> PROBLEM TO WORK ON: Count the lines of the listing below that contain the string "utility", treating uppercase and lowercase letters as different. Give only the number.

>> Start

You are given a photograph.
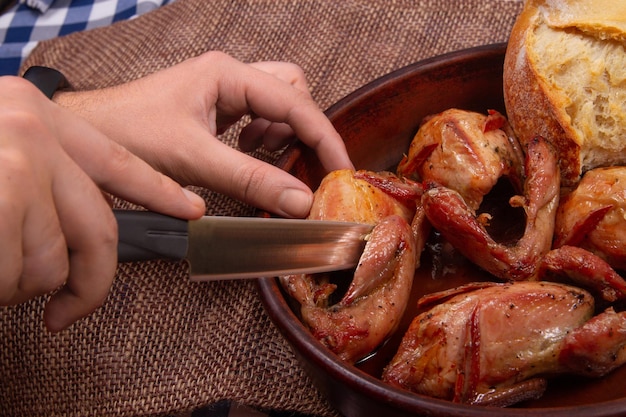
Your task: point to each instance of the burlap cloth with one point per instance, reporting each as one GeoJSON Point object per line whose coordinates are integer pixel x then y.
{"type": "Point", "coordinates": [161, 344]}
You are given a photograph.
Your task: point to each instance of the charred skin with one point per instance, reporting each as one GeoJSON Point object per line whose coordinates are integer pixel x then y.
{"type": "Point", "coordinates": [494, 345]}
{"type": "Point", "coordinates": [449, 213]}
{"type": "Point", "coordinates": [370, 310]}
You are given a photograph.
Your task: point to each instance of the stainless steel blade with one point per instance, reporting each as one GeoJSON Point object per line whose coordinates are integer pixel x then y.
{"type": "Point", "coordinates": [248, 247]}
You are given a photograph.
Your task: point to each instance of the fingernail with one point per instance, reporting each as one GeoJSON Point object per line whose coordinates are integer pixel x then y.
{"type": "Point", "coordinates": [295, 203]}
{"type": "Point", "coordinates": [195, 199]}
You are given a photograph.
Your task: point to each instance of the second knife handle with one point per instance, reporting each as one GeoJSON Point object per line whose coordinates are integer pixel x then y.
{"type": "Point", "coordinates": [145, 235]}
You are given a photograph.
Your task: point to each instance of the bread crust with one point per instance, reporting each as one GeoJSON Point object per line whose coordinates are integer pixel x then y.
{"type": "Point", "coordinates": [536, 107]}
{"type": "Point", "coordinates": [531, 108]}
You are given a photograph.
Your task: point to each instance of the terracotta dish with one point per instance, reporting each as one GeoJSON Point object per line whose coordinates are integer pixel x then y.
{"type": "Point", "coordinates": [377, 123]}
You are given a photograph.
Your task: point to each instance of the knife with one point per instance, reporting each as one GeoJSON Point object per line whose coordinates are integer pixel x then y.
{"type": "Point", "coordinates": [221, 247]}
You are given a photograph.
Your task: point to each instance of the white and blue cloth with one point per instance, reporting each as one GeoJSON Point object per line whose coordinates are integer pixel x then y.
{"type": "Point", "coordinates": [28, 22]}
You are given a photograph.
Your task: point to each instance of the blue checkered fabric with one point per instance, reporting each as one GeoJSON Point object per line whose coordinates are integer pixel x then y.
{"type": "Point", "coordinates": [29, 21]}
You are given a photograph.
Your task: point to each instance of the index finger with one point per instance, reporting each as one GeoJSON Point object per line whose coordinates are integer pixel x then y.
{"type": "Point", "coordinates": [276, 100]}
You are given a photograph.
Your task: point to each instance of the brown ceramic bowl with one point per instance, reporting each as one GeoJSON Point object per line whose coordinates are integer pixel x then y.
{"type": "Point", "coordinates": [377, 123]}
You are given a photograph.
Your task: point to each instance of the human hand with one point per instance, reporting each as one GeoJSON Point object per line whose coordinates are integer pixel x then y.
{"type": "Point", "coordinates": [57, 229]}
{"type": "Point", "coordinates": [171, 119]}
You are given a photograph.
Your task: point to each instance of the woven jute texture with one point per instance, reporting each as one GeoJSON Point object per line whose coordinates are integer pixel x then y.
{"type": "Point", "coordinates": [160, 344]}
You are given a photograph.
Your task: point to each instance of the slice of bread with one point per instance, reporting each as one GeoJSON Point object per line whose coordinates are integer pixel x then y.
{"type": "Point", "coordinates": [565, 79]}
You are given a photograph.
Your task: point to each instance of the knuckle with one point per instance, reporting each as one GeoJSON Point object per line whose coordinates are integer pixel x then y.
{"type": "Point", "coordinates": [249, 179]}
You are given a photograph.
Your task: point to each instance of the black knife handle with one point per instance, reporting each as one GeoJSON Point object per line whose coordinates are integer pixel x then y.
{"type": "Point", "coordinates": [145, 235]}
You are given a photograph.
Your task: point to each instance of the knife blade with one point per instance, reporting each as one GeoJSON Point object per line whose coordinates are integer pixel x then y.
{"type": "Point", "coordinates": [222, 247]}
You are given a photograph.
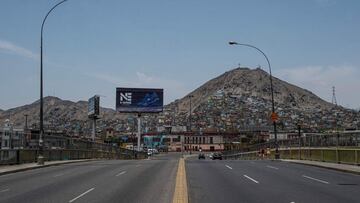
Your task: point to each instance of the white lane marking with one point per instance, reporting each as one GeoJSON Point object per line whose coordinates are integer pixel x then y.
{"type": "Point", "coordinates": [273, 167]}
{"type": "Point", "coordinates": [311, 178]}
{"type": "Point", "coordinates": [255, 181]}
{"type": "Point", "coordinates": [119, 174]}
{"type": "Point", "coordinates": [228, 167]}
{"type": "Point", "coordinates": [57, 175]}
{"type": "Point", "coordinates": [5, 190]}
{"type": "Point", "coordinates": [89, 190]}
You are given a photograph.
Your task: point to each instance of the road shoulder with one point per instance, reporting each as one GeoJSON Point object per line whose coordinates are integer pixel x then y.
{"type": "Point", "coordinates": [333, 166]}
{"type": "Point", "coordinates": [7, 169]}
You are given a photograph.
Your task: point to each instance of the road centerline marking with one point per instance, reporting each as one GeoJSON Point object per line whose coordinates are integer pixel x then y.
{"type": "Point", "coordinates": [228, 167]}
{"type": "Point", "coordinates": [89, 190]}
{"type": "Point", "coordinates": [315, 179]}
{"type": "Point", "coordinates": [121, 173]}
{"type": "Point", "coordinates": [273, 167]}
{"type": "Point", "coordinates": [181, 191]}
{"type": "Point", "coordinates": [255, 181]}
{"type": "Point", "coordinates": [5, 190]}
{"type": "Point", "coordinates": [58, 175]}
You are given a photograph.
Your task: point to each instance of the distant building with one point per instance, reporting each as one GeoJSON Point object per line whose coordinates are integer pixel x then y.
{"type": "Point", "coordinates": [11, 138]}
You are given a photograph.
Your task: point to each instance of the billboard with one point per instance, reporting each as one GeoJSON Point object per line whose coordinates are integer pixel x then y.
{"type": "Point", "coordinates": [94, 106]}
{"type": "Point", "coordinates": [139, 100]}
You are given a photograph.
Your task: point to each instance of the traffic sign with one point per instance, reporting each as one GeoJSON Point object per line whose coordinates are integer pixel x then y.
{"type": "Point", "coordinates": [274, 116]}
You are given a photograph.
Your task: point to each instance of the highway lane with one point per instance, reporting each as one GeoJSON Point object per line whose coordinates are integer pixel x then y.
{"type": "Point", "coordinates": [267, 181]}
{"type": "Point", "coordinates": [97, 181]}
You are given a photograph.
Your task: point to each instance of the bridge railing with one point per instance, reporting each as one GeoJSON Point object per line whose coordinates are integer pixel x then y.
{"type": "Point", "coordinates": [310, 140]}
{"type": "Point", "coordinates": [19, 156]}
{"type": "Point", "coordinates": [332, 155]}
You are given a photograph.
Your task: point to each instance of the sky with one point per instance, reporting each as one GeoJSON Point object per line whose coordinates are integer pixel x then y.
{"type": "Point", "coordinates": [92, 46]}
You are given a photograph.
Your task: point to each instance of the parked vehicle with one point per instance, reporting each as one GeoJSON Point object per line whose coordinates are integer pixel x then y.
{"type": "Point", "coordinates": [217, 156]}
{"type": "Point", "coordinates": [201, 156]}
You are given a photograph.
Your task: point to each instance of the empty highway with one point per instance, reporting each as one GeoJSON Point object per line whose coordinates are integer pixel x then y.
{"type": "Point", "coordinates": [154, 181]}
{"type": "Point", "coordinates": [96, 181]}
{"type": "Point", "coordinates": [267, 181]}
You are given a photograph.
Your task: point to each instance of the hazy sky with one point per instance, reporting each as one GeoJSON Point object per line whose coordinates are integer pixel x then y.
{"type": "Point", "coordinates": [92, 46]}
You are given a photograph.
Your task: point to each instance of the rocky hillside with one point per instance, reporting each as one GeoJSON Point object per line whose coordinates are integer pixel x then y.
{"type": "Point", "coordinates": [241, 98]}
{"type": "Point", "coordinates": [245, 82]}
{"type": "Point", "coordinates": [237, 99]}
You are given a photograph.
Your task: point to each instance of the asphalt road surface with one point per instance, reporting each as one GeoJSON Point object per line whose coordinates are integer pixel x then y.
{"type": "Point", "coordinates": [267, 181]}
{"type": "Point", "coordinates": [154, 181]}
{"type": "Point", "coordinates": [96, 181]}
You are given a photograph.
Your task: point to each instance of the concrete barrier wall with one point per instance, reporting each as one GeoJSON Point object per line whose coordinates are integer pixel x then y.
{"type": "Point", "coordinates": [20, 156]}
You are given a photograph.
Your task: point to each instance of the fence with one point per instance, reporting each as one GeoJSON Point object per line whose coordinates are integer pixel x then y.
{"type": "Point", "coordinates": [333, 155]}
{"type": "Point", "coordinates": [19, 156]}
{"type": "Point", "coordinates": [310, 140]}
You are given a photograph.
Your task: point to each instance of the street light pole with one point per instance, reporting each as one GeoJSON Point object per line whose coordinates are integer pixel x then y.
{"type": "Point", "coordinates": [41, 136]}
{"type": "Point", "coordinates": [190, 96]}
{"type": "Point", "coordinates": [277, 155]}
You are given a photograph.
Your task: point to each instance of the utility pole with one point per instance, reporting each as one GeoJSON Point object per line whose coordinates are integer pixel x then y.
{"type": "Point", "coordinates": [40, 159]}
{"type": "Point", "coordinates": [299, 135]}
{"type": "Point", "coordinates": [190, 130]}
{"type": "Point", "coordinates": [139, 132]}
{"type": "Point", "coordinates": [190, 96]}
{"type": "Point", "coordinates": [26, 126]}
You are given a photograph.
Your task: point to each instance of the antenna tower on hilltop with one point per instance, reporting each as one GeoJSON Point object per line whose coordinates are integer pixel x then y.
{"type": "Point", "coordinates": [333, 101]}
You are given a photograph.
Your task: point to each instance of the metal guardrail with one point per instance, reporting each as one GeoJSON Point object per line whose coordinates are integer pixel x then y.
{"type": "Point", "coordinates": [332, 155]}
{"type": "Point", "coordinates": [19, 156]}
{"type": "Point", "coordinates": [309, 140]}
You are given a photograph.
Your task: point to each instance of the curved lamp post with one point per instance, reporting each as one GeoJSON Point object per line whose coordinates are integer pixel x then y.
{"type": "Point", "coordinates": [277, 155]}
{"type": "Point", "coordinates": [41, 137]}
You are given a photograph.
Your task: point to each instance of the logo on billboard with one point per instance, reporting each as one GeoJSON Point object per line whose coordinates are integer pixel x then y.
{"type": "Point", "coordinates": [139, 100]}
{"type": "Point", "coordinates": [125, 98]}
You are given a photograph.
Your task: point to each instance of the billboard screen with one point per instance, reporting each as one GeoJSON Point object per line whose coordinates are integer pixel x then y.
{"type": "Point", "coordinates": [94, 106]}
{"type": "Point", "coordinates": [139, 100]}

>> End

> COMPLETE ANSWER: 1